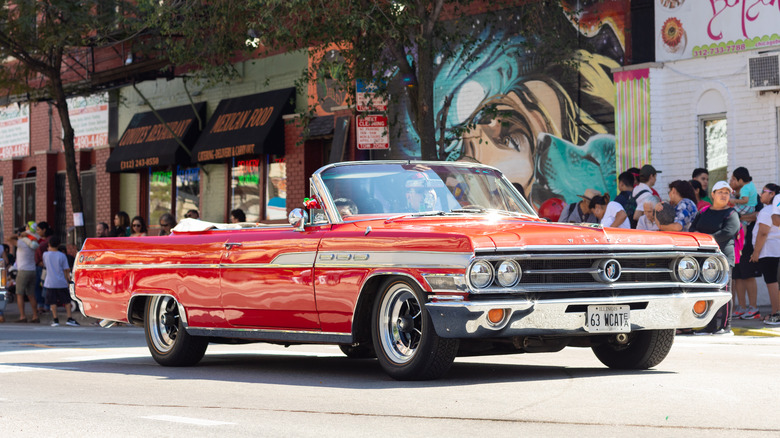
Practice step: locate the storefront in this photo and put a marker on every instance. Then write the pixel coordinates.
(157, 146)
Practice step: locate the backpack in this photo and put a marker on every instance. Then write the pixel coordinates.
(630, 206)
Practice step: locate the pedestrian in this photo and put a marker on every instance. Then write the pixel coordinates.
(237, 216)
(25, 275)
(579, 212)
(121, 225)
(644, 190)
(102, 230)
(722, 222)
(626, 182)
(56, 282)
(647, 221)
(766, 251)
(745, 289)
(609, 213)
(167, 222)
(44, 232)
(139, 227)
(683, 199)
(702, 175)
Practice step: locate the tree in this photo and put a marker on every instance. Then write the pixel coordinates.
(40, 42)
(398, 41)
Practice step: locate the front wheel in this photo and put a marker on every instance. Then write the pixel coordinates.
(405, 341)
(644, 349)
(168, 341)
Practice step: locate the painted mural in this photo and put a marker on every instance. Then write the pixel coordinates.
(555, 135)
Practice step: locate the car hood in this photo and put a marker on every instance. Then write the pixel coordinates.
(486, 232)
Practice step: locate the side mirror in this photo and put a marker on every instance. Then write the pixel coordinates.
(298, 218)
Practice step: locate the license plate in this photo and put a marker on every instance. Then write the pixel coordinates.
(610, 319)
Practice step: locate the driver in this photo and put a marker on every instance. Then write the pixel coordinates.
(420, 195)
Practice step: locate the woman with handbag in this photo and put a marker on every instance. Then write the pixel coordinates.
(722, 222)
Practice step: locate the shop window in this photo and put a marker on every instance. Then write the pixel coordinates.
(159, 194)
(245, 187)
(24, 200)
(714, 146)
(187, 190)
(276, 190)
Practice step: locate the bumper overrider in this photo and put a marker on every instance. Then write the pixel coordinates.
(568, 316)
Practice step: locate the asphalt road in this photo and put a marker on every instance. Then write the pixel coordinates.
(88, 381)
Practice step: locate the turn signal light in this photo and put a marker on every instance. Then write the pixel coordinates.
(700, 307)
(495, 316)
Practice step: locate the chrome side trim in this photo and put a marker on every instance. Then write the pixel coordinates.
(308, 337)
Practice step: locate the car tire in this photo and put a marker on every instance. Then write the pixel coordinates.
(644, 349)
(405, 341)
(360, 351)
(168, 341)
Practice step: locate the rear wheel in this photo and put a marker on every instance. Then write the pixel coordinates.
(405, 341)
(168, 341)
(644, 349)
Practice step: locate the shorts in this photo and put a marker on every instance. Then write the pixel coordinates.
(745, 268)
(768, 266)
(57, 297)
(25, 283)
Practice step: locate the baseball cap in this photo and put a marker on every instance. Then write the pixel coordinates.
(722, 185)
(589, 194)
(648, 170)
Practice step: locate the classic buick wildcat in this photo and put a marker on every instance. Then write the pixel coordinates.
(414, 263)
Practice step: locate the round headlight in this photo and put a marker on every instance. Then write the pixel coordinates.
(508, 273)
(481, 274)
(711, 270)
(687, 269)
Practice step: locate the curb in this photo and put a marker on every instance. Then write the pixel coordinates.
(739, 331)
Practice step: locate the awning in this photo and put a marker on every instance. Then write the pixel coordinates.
(147, 142)
(248, 125)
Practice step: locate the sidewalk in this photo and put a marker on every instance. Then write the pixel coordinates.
(740, 327)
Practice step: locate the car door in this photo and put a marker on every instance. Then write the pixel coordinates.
(266, 278)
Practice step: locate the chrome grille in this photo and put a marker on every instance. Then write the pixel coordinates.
(573, 273)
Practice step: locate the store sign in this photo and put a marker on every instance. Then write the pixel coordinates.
(696, 28)
(367, 99)
(89, 118)
(14, 131)
(372, 132)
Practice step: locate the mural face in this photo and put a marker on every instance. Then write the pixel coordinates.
(549, 130)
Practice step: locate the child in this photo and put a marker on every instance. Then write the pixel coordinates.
(55, 285)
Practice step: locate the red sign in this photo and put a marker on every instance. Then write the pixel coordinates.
(372, 132)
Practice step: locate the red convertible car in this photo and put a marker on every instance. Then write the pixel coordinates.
(414, 263)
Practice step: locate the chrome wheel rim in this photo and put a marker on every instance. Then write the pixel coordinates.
(400, 324)
(164, 323)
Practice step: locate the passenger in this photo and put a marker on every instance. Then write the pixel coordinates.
(579, 212)
(167, 222)
(346, 207)
(609, 213)
(121, 225)
(139, 227)
(237, 216)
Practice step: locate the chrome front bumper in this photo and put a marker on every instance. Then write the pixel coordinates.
(468, 319)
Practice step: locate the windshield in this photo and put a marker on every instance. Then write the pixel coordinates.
(420, 188)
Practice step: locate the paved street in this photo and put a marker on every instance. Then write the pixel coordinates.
(86, 380)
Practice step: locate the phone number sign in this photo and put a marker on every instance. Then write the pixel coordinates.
(372, 132)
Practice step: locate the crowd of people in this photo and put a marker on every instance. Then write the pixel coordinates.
(40, 267)
(747, 234)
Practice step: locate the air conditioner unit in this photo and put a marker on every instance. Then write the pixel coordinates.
(764, 72)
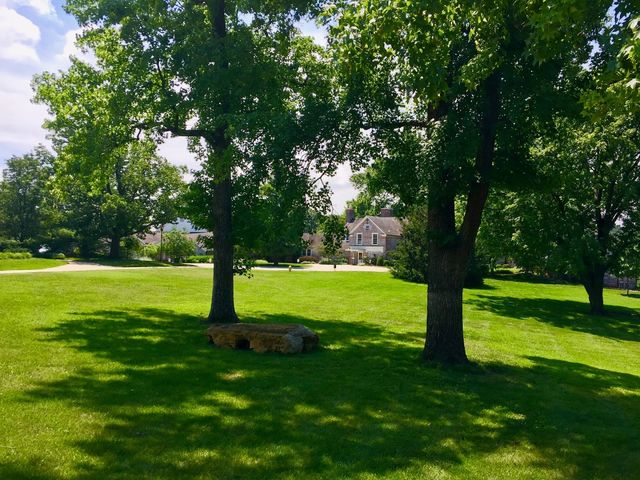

---

◆ **What the exercise asks**
Count the lines of the data above that contain the string "mural" and report only the resulting number.

◆ **The output**
2